Saved data entries
___

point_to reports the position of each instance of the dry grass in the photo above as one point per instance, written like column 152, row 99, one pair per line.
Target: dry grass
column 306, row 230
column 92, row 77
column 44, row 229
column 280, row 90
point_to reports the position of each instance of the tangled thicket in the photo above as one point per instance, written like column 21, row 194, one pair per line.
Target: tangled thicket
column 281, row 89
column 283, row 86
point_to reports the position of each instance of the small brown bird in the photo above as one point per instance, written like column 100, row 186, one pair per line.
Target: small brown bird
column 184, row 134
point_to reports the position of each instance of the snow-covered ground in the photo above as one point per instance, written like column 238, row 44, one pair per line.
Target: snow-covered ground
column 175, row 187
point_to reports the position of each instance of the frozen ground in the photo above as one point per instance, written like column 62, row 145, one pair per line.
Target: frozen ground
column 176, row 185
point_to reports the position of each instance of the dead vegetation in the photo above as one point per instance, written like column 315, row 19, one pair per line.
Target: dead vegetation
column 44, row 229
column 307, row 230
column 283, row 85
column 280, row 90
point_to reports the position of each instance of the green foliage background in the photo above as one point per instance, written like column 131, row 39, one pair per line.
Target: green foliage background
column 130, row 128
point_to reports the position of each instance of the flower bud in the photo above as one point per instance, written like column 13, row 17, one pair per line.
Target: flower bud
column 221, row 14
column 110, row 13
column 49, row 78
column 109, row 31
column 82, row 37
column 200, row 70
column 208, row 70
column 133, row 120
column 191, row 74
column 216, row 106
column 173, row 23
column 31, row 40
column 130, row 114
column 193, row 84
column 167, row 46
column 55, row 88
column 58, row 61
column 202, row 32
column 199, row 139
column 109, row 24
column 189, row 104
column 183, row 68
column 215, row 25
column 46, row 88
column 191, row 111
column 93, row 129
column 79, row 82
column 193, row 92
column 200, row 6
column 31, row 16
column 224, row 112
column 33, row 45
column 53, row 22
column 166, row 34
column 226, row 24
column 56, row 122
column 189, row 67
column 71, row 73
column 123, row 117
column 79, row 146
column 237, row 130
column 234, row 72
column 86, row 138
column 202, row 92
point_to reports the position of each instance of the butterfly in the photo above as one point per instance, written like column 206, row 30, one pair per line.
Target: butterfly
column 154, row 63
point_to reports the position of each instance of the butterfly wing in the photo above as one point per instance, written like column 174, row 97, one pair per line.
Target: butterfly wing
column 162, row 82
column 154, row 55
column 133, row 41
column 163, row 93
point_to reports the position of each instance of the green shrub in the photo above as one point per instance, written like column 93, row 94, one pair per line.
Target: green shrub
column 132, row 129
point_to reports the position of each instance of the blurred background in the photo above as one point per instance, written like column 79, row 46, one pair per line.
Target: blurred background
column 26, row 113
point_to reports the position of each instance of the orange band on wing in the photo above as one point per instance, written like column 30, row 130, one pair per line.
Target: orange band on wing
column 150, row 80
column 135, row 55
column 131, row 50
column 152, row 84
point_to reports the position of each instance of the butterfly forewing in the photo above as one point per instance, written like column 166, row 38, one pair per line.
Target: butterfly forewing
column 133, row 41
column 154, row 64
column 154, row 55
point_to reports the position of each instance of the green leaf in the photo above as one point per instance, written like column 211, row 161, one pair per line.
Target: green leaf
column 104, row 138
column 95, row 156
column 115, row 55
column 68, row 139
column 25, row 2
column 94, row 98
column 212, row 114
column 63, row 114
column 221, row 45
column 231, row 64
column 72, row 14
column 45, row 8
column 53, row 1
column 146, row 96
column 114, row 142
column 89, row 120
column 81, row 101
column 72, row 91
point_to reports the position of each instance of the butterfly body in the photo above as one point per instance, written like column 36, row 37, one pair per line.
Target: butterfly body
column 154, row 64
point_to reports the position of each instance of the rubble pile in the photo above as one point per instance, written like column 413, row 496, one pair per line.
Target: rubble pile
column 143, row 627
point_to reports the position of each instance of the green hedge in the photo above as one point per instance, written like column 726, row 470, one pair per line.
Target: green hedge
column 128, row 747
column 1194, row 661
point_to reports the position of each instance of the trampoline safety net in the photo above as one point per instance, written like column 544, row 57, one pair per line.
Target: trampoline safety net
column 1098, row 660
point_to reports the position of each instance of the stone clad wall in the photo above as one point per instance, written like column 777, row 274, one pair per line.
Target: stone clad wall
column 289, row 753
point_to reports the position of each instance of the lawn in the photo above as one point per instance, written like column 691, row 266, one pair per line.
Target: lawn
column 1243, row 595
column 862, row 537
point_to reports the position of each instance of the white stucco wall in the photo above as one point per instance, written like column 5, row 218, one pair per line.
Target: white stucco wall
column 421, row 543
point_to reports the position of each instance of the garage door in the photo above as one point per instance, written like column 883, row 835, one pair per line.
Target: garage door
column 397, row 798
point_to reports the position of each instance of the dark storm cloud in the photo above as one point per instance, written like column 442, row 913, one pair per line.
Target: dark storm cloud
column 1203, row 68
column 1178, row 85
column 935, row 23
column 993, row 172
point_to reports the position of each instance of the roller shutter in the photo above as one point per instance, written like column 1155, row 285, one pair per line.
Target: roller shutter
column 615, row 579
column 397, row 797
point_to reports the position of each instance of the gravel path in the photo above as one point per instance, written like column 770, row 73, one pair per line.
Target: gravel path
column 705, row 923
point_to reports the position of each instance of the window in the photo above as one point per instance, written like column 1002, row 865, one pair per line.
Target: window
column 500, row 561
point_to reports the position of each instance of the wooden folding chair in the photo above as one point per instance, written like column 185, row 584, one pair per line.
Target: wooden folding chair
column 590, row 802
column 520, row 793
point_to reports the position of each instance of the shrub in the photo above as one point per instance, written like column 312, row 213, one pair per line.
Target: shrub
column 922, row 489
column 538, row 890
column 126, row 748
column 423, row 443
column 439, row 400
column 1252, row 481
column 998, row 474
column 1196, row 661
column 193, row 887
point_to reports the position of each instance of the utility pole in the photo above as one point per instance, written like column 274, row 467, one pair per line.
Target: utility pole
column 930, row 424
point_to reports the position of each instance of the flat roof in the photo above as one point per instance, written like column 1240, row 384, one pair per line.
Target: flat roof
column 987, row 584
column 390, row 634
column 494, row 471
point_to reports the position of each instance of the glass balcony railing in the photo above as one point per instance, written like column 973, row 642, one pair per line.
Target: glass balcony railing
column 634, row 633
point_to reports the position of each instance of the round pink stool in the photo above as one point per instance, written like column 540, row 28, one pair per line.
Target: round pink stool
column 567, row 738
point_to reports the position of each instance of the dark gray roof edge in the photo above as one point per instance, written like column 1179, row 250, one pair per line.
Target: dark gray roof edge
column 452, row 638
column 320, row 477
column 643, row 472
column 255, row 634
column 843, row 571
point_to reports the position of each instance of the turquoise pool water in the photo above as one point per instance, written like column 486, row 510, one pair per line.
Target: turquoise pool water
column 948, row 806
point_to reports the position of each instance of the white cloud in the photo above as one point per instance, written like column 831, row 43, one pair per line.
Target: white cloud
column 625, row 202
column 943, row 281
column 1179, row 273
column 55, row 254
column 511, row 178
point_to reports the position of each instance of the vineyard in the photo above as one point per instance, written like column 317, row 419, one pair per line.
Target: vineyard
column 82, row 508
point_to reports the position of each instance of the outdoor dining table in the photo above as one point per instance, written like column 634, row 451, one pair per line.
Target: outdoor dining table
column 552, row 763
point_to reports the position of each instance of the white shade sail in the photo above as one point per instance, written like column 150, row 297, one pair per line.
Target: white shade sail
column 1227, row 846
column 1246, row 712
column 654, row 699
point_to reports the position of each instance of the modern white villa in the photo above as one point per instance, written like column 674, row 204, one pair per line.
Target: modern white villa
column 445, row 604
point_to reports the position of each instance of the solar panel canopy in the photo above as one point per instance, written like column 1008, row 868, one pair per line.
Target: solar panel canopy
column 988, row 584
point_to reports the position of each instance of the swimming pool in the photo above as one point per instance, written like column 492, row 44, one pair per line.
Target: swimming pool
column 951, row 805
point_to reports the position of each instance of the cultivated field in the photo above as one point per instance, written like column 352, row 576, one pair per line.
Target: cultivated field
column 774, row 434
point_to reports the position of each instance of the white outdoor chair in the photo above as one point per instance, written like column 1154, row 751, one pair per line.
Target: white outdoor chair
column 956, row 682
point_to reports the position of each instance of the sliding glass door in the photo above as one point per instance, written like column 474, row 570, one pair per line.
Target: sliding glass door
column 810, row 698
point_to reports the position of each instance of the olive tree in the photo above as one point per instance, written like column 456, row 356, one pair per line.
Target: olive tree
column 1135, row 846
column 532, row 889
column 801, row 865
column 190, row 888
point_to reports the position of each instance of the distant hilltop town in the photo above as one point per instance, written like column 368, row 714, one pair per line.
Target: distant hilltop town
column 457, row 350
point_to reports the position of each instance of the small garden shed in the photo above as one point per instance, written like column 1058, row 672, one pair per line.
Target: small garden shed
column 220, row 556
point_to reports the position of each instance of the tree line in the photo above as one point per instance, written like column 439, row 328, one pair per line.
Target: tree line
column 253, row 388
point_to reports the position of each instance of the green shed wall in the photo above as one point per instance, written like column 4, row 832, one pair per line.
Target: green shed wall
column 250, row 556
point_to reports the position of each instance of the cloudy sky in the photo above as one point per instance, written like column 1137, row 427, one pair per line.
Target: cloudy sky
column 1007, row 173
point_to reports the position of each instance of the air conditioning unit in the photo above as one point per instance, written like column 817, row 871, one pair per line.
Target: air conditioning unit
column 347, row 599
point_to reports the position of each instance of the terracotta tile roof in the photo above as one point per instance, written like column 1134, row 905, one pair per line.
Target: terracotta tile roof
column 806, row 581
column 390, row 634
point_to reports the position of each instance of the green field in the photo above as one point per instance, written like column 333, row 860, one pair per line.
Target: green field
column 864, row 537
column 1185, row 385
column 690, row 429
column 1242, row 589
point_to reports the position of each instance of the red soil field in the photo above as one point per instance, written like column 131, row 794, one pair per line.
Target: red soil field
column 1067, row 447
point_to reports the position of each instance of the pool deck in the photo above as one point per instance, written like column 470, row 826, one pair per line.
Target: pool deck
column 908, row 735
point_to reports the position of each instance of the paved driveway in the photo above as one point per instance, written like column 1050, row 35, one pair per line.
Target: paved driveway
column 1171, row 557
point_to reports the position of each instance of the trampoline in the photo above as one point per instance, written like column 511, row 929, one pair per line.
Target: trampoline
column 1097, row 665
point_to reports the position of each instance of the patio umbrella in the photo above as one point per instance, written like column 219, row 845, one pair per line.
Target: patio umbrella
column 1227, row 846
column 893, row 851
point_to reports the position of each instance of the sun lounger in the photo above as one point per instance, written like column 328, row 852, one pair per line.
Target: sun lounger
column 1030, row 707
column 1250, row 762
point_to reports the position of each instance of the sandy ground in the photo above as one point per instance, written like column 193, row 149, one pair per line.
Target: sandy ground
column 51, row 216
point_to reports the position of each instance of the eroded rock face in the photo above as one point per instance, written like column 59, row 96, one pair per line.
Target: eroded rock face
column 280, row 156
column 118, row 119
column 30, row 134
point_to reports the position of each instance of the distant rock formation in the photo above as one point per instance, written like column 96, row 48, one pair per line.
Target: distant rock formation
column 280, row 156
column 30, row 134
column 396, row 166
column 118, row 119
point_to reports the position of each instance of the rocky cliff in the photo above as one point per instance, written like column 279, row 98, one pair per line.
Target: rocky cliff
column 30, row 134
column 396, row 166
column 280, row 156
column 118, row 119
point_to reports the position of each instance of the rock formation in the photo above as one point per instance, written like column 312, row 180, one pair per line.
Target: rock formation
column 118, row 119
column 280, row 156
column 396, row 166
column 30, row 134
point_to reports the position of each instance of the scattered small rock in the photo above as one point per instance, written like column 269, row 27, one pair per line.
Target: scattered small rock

___

Your instructions:
Each line in the records above that contains the word "scattered" must be copied.

Answer space:
point_to reports the position of each instance of the scattered small rock in the photo above as one point per instance, written like column 269, row 27, one pair per line.
Target: scattered small rock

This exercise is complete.